Work to complete →
Transcribe every entry word for word. Skip the pictures.

— Begin The data —

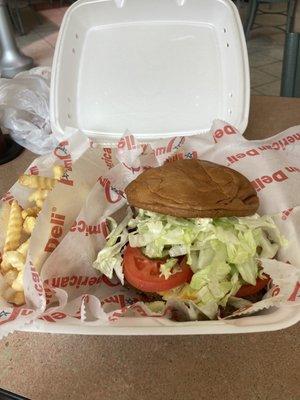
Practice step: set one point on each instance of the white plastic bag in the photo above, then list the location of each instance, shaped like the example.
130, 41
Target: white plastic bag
24, 109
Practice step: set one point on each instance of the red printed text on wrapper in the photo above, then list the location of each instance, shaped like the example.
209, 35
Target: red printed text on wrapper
281, 144
63, 154
278, 176
113, 195
83, 227
225, 131
174, 144
12, 314
57, 222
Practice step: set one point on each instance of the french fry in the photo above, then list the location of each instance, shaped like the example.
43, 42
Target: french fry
30, 212
19, 299
14, 259
39, 194
11, 276
14, 229
23, 249
29, 224
5, 266
58, 171
40, 203
17, 284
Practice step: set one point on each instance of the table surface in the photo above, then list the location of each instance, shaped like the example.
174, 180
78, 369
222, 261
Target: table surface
248, 367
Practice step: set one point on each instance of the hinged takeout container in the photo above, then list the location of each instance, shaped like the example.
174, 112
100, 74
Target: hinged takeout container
159, 68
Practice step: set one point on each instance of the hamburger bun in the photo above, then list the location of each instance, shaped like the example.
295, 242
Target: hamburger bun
192, 189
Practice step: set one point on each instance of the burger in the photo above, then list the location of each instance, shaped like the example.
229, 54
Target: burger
193, 234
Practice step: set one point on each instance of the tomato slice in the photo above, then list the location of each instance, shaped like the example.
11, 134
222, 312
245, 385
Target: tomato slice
249, 290
143, 272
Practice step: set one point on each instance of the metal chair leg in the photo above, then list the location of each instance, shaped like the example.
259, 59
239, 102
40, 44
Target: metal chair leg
19, 18
290, 15
252, 10
12, 60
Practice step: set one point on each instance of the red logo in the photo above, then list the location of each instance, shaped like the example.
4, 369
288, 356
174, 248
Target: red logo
83, 227
57, 220
112, 194
107, 157
219, 133
62, 153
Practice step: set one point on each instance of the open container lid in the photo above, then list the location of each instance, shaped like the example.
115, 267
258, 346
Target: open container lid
158, 68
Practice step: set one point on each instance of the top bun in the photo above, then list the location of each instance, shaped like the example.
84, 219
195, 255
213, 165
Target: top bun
192, 189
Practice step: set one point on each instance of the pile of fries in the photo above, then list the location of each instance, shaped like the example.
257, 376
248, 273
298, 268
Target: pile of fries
21, 223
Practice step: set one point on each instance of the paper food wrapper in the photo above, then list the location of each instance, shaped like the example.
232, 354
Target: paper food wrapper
60, 283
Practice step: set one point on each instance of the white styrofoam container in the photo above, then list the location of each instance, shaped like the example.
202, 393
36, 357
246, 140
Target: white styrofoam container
158, 68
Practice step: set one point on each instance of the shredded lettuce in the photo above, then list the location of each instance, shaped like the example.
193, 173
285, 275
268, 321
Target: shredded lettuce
167, 269
223, 253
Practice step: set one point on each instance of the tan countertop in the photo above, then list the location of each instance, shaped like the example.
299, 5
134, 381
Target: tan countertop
247, 367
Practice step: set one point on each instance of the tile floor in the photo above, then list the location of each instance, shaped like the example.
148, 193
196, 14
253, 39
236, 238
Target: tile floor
265, 46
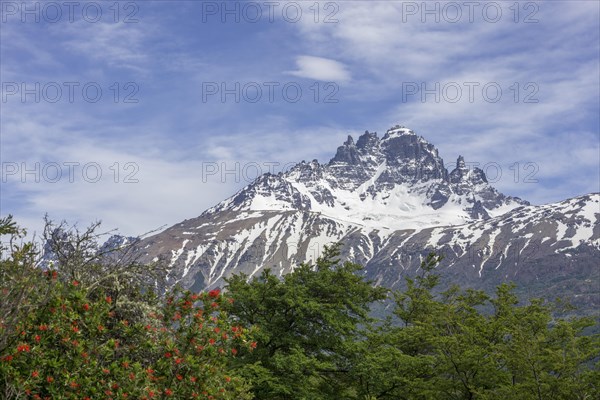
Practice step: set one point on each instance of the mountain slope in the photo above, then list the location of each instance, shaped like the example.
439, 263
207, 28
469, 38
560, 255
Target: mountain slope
389, 201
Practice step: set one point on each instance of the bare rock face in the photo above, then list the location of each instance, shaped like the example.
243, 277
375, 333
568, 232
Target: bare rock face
390, 201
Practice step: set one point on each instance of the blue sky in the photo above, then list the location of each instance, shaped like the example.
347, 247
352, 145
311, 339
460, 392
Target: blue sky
169, 142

— End The data —

Correct answer →
Practice step: set one point on each instance of the white plastic bag in the photo above, then list the location of each instance, shaped like the example.
130, 41
Target: white plastic bag
24, 109
Practice step: set one point on each instance of the red printed text on wrapper in the photo above, then list the location of each instance, shaped like the example.
209, 35
Target: red printed text on wrapper
281, 144
63, 154
278, 176
113, 195
83, 227
225, 131
174, 144
12, 314
57, 222
Practice step: set one point on each instance of the french fry in the photo above, then list the location of each instance, shaped like the example.
43, 42
Target: french fry
30, 212
19, 299
14, 259
39, 194
11, 276
14, 229
23, 249
29, 224
5, 266
58, 171
40, 203
17, 284
Practice step: set one point on each instance of the table surface in the photo above, then list the location of each instance, shaped like the example.
174, 180
78, 369
222, 261
Target: table surface
248, 367
Practice step: set one point on each instance of the hinged takeout container in the photo above, then list the location of each instance, shaped like the example.
174, 112
100, 74
Target: hinged takeout container
159, 68
Practice step: set one point on each instance of the hamburger bun in the photo above, then list the location of each instance, shaped like the example.
295, 242
Target: hamburger bun
192, 189
Practice step: set one point on each instance of the burger in the photo above, then list the location of each instance, shaped like the example.
229, 54
Target: burger
193, 234
Practice step: set one point on each instance of the tomato slice in the photo above, then list the location of each instance, shaped like the example.
11, 134
222, 312
245, 385
Target: tomato slice
249, 290
143, 272
Practice step: set one point on each instance of the metal chair leg in the photo above, then list the location of each instance, shaped like the example.
259, 59
239, 102
40, 44
Target: metal chair leg
19, 18
290, 15
252, 10
12, 60
Practice step: set one point on each instance of the red logo in the photo above, then list the location of each instance, shaped like the example.
4, 369
288, 356
174, 248
Target: red logo
83, 227
57, 220
112, 194
107, 157
219, 133
62, 153
Practice step: set one point on each instance of the open container lid in the photo above, then list the location of each instance, shaped like the example.
115, 267
258, 346
Target: open container lid
158, 68
Practice step: set one point on each instance of the top bun in the photo above, then list the location of each instance, shaped like the example.
84, 219
195, 255
213, 165
Target: top bun
192, 189
Practice step: set one point on each instance of the pile of fries in the photo above, then list the location of each instance, shaped like the example.
257, 376
248, 273
298, 268
Target: pile of fries
21, 223
Practice step: set one point on each instance of the paper food wrapper in the photo above, then list the location of each instance, shaped like the example.
232, 354
Target: paper food wrapper
60, 283
Practice step: set one point on each instance of the white styrofoam container in the photo above, then list the location of each instance, shaped like the example.
202, 393
36, 357
246, 140
Target: white styrofoam container
158, 68
Practice step: set one point on each instance of the shredded lettuce in the photo above, then list the location of each instance, shaped like the example.
193, 173
285, 275
268, 321
Target: shredded lettuce
167, 269
223, 253
Practice step: set one point on each instance of the tan countertop in the photo above, then list the location of each instance, shaped like the example.
299, 5
134, 381
Target: tan countertop
247, 367
Practice step: set one point on each instance of the tile floor in the photo above, then list the location of each instance, shaped like the example.
148, 193
196, 14
253, 39
236, 238
Target: tile floor
265, 46
Practice step: set one point on each instance of the mountain slope in the photo above, then list the location of each instance, shaped like the example.
439, 263
207, 28
469, 38
560, 255
Target: mountain slope
389, 201
Practice step: set one point on each instance of the bare rock face in the photo above, then list the location of each instance, shaped like the example.
243, 277
375, 333
568, 232
Target: bare rock face
390, 201
Practice step: set one point on each instance of the blue sky in the photo above, then list the location of each instance, shaped like the example.
347, 247
352, 145
311, 339
460, 392
Target: blue sky
169, 142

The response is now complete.